━━━━━ TEXT PASSAGE
Nefeli Papadakis

Personal information
- Born: October 2, 1998 (age 27)
- Occupation: Judoka

Sport
- Country: United States
- Sport: Judo
- Weight class: 78 kg

Medal record
Women's judo
Representing United States
Pan American Championships
| Silver medal – second place | 2020 Guadalajara | –78 kg |
| Bronze medal – third place | 2019 Lima | –78 kg |
| Bronze medal – third place | 2021 Guadalajara | –78 kg |

Profile at external databases
- IJF: 13312
- JudoInside.com: 31891

= Nefeli Papadakis =

American judoka (born 1998)

Nefeli Papadakis (born October 2, 1998) is an American judoka. In 2020, she won the silver medal in the women's 78 kg event at the 2020 Pan American Judo Championships held in Guadalajara, Mexico. She also won a bronze medal in this event, both in 2019 and in 2021.

In 2019, she competed in the women's 78 kg event at the 2019 Pan American Games held in Lima, Peru. In that same year, she also competed in the women's 78 kg event at the 2019 World Judo Championships held in Tokyo, Japan.
━━━━━━━━━━
━━━━━ AVAILABLE DATA
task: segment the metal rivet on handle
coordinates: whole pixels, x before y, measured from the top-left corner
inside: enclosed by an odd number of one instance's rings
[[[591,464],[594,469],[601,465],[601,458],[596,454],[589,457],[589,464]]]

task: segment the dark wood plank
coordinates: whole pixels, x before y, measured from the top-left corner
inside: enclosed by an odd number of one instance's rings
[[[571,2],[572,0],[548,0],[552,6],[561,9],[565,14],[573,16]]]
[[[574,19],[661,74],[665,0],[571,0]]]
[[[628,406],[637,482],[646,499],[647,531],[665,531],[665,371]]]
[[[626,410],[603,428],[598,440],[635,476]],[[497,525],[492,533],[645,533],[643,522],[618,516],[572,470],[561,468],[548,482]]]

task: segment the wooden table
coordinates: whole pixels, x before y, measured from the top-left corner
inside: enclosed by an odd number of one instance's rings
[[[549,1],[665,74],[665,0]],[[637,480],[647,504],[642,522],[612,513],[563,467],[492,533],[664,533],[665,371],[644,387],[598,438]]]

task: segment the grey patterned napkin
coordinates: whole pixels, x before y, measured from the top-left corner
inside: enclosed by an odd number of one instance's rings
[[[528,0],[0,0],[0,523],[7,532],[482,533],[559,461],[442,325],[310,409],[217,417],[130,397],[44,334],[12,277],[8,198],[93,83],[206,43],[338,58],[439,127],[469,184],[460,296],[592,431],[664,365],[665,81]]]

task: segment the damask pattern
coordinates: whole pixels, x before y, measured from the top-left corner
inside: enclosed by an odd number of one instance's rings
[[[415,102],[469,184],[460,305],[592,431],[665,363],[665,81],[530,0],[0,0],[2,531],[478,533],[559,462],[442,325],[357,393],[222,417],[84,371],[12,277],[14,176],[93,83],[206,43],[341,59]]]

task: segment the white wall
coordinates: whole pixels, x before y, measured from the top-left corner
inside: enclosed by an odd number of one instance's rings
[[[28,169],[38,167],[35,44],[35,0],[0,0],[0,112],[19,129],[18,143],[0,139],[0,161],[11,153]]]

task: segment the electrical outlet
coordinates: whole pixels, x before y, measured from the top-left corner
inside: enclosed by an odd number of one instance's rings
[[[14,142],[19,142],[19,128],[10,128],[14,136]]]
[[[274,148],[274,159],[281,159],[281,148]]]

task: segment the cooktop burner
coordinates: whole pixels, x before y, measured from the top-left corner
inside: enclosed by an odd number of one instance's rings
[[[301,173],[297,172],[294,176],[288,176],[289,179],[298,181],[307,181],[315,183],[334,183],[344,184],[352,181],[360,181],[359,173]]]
━━━━━━━━━━
WHAT YOU WILL DO:
(1) Answer these questions about the biography:
(a) In what weight class does she compete?
(b) In which city and country were the 2019 World Judo Championships held?
(c) What is her IJF profile number?
(2) Format the stretch of the entries from the line containing "task: segment the damask pattern" through the line containing "[[[274,148],[274,159],[281,159],[281,148]]]" as a JSON list of strings, one string per line, with blank lines omitted.

PER-TASK OUTPUTS:
(1)
(a) 78 kg
(b) Tokyo, Japan
(c) 13312

(2)
[
  "task: segment the damask pattern",
  "coordinates: whole pixels, x before y, measured from the top-left corner",
  "inside: enclosed by an odd number of one instance's rings",
  "[[[415,102],[469,184],[460,305],[592,431],[665,363],[665,81],[530,0],[0,0],[2,531],[478,533],[559,462],[442,325],[357,393],[222,417],[84,371],[12,277],[14,176],[93,83],[206,43],[341,59]]]",
  "task: segment the white wall",
  "coordinates: whole pixels, x before y, measured from the top-left corner",
  "inside: enclosed by an odd number of one instance's rings",
  "[[[28,169],[38,167],[35,44],[35,0],[0,0],[0,112],[19,129],[18,143],[0,139],[0,161],[11,153]]]",
  "task: segment the electrical outlet",
  "coordinates: whole pixels, x before y, measured from the top-left corner",
  "inside: enclosed by an odd number of one instance's rings",
  "[[[14,142],[19,142],[19,128],[10,128],[14,136]]]",
  "[[[274,148],[274,159],[281,159],[281,148]]]"
]